Comb the records below for the string "above" and copy each line where it turns up.

------

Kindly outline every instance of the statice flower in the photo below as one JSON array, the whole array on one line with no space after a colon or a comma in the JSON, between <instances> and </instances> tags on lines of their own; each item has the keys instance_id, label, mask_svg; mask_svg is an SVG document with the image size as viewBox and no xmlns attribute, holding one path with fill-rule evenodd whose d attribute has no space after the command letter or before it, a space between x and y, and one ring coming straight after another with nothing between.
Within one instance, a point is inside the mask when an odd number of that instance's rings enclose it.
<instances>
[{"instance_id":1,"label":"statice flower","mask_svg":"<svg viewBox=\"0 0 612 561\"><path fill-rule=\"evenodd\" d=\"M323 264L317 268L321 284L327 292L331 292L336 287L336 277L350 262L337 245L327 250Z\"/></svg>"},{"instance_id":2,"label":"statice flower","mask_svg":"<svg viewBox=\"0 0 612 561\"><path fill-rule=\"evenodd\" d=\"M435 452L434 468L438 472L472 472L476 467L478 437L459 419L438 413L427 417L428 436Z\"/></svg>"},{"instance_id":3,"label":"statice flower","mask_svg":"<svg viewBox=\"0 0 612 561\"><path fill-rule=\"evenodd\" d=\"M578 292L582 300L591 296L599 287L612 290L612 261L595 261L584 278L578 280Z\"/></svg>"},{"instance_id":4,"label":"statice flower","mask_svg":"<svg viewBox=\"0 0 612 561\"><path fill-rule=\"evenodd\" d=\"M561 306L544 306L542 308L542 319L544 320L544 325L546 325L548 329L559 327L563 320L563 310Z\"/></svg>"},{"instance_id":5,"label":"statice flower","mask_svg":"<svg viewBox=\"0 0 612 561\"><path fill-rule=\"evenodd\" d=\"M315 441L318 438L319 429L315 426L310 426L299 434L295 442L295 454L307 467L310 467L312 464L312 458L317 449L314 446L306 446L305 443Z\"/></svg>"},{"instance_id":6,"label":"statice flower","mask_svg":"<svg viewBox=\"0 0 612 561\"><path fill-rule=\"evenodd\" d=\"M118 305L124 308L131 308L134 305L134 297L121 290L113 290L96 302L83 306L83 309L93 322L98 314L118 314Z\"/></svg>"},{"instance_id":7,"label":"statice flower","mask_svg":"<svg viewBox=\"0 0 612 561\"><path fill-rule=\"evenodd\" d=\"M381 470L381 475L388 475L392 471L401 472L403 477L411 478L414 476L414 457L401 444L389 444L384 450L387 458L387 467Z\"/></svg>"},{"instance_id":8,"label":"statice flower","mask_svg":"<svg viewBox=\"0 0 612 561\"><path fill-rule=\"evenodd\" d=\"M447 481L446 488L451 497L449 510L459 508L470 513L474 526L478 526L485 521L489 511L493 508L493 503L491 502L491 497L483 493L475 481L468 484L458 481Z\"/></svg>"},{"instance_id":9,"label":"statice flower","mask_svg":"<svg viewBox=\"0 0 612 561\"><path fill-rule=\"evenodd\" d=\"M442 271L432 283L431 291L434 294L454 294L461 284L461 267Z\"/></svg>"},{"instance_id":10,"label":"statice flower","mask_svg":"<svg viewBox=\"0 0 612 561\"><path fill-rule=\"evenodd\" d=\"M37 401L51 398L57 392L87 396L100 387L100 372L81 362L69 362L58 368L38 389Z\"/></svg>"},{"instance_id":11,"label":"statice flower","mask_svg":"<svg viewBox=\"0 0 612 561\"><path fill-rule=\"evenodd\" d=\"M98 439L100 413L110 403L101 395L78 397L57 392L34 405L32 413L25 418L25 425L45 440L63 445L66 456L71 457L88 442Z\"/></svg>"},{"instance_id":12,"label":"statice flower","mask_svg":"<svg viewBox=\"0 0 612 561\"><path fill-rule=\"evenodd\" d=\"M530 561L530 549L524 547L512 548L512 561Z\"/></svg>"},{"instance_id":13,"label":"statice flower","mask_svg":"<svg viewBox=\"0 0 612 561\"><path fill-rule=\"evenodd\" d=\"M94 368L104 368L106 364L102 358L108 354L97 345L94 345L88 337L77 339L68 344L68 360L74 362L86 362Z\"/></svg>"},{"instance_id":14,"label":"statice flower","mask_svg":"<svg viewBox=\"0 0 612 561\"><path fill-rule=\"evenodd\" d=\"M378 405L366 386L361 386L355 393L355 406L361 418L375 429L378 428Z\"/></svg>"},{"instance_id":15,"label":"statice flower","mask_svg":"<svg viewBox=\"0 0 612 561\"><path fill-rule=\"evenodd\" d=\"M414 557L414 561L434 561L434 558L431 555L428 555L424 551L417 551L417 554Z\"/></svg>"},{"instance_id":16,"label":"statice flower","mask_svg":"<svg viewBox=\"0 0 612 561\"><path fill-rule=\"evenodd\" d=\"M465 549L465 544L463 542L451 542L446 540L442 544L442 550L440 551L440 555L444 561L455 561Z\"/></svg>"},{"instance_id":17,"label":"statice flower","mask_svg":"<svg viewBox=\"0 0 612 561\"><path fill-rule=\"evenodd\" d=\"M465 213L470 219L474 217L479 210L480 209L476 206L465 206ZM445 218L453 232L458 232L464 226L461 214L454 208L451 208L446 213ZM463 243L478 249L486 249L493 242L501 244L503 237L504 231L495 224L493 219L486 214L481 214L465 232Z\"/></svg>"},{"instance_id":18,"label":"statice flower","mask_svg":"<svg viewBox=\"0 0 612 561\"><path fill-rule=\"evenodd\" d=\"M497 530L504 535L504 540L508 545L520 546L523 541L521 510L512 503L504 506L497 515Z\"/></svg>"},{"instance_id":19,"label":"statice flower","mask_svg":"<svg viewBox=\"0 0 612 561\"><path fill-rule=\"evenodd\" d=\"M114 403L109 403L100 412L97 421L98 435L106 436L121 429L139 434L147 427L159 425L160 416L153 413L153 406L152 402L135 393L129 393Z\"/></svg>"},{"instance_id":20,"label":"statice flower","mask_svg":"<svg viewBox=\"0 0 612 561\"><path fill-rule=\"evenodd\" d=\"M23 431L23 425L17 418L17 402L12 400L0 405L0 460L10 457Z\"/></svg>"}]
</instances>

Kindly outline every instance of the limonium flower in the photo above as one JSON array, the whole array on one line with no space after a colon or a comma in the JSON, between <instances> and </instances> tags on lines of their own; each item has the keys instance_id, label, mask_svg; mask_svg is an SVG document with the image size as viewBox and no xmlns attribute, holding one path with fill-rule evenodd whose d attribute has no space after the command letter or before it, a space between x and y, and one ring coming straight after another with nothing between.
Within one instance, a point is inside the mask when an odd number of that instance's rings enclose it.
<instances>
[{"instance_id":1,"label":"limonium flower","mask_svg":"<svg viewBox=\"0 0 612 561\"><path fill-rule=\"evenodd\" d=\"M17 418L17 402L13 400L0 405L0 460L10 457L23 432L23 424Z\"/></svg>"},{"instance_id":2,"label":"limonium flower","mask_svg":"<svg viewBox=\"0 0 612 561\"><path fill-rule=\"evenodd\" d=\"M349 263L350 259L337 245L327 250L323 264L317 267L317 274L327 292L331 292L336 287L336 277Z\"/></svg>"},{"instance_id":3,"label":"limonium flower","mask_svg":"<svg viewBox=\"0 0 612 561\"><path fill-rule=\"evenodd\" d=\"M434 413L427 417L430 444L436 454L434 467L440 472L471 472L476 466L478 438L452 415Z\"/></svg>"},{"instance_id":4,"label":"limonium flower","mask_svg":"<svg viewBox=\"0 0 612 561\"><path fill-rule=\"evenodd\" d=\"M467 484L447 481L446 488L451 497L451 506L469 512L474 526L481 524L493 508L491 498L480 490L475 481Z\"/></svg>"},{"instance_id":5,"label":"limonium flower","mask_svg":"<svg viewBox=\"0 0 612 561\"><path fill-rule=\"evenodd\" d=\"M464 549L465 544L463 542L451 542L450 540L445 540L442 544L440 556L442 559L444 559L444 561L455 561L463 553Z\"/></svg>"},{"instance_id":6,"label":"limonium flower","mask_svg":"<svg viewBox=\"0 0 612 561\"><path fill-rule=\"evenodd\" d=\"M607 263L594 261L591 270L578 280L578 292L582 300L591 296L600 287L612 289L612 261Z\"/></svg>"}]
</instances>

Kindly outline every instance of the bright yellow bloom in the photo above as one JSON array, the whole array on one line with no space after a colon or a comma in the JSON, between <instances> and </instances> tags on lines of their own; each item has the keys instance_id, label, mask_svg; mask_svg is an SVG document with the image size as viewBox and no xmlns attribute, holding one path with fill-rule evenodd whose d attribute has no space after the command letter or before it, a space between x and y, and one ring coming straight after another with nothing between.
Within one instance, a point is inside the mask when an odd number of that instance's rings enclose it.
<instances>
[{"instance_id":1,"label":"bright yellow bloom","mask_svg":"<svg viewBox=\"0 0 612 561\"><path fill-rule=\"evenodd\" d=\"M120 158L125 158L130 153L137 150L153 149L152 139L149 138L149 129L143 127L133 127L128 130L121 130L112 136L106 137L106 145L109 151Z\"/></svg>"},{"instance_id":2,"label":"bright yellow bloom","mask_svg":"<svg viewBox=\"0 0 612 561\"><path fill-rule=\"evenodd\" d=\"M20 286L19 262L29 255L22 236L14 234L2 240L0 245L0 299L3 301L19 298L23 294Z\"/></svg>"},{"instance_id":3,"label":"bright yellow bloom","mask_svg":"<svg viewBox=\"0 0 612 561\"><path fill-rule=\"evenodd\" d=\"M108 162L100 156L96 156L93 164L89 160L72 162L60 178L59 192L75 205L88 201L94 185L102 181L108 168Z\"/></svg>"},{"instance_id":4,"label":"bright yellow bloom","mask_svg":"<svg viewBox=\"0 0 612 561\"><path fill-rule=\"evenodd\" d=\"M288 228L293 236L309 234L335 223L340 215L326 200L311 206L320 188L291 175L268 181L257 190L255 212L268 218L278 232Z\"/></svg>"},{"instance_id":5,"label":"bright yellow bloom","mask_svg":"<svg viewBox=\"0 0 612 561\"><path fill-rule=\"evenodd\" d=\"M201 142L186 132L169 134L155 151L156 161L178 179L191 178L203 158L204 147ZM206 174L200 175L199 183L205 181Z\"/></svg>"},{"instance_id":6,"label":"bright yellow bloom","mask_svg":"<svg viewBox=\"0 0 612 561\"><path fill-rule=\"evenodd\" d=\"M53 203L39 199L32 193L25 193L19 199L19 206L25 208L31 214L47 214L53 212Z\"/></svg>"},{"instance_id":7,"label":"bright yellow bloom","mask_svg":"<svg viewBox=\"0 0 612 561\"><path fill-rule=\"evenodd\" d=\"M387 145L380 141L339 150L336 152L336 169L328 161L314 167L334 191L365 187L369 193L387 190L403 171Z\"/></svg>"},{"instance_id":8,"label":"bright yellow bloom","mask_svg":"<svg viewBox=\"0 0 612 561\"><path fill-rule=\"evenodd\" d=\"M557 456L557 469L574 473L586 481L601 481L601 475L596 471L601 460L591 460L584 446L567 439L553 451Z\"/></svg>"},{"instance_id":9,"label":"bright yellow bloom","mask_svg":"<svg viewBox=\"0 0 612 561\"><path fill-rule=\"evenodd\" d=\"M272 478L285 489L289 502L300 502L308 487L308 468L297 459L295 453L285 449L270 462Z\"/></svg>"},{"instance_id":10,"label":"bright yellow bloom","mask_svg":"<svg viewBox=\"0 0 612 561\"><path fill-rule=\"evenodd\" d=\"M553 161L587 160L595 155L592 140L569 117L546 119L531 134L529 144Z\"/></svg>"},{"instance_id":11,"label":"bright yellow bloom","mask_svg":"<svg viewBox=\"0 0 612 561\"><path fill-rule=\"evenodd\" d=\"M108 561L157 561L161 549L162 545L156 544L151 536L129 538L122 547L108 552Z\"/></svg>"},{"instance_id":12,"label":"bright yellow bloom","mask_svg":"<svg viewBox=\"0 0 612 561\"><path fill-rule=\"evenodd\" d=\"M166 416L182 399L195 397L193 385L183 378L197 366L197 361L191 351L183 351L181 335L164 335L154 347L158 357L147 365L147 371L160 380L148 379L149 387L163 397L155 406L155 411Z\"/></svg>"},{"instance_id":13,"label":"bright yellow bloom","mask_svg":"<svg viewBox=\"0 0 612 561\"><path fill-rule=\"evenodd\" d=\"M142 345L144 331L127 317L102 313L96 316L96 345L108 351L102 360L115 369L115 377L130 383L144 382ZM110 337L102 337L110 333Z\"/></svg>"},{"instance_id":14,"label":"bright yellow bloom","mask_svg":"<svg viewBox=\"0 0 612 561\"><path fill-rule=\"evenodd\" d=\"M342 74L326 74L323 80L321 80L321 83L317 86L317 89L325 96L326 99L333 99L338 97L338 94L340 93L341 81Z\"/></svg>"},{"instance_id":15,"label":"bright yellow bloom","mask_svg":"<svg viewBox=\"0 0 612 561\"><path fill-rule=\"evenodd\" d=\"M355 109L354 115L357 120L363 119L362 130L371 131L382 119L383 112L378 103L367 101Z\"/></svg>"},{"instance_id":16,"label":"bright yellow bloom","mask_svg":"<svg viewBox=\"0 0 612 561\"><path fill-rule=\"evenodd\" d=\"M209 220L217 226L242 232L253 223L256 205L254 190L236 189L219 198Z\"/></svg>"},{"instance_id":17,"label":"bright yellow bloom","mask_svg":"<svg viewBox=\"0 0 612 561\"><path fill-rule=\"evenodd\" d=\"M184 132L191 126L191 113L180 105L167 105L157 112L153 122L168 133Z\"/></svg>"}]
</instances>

------

Output of the task
Kindly outline every instance of the limonium flower in the photo above as one JSON array, the whole array on one line with no space after a colon or a comma in the JSON, between <instances> and </instances> tags on lines of their own; each item has the keys instance_id, label, mask_svg; mask_svg is an SVG document with the image size as viewBox and no xmlns attribute, holding one path with fill-rule evenodd whose d attribute has no space after the command letter or before it, a space between x and y, and one ring coming straight after another with nothing between.
Kindly outline every instance of the bright yellow bloom in the photo above as one JSON array, the whole array on one line with no space after a colon or a comma in the JSON, between <instances> and </instances> tags on lines of their own; each item has the keys instance_id, label, mask_svg; mask_svg is an SVG document with the image size as viewBox and no xmlns attribute, holding one path with fill-rule evenodd whose d attribute has no space after the command letter or before it, a space between x and y, and one ring coming straight after another with nothing between.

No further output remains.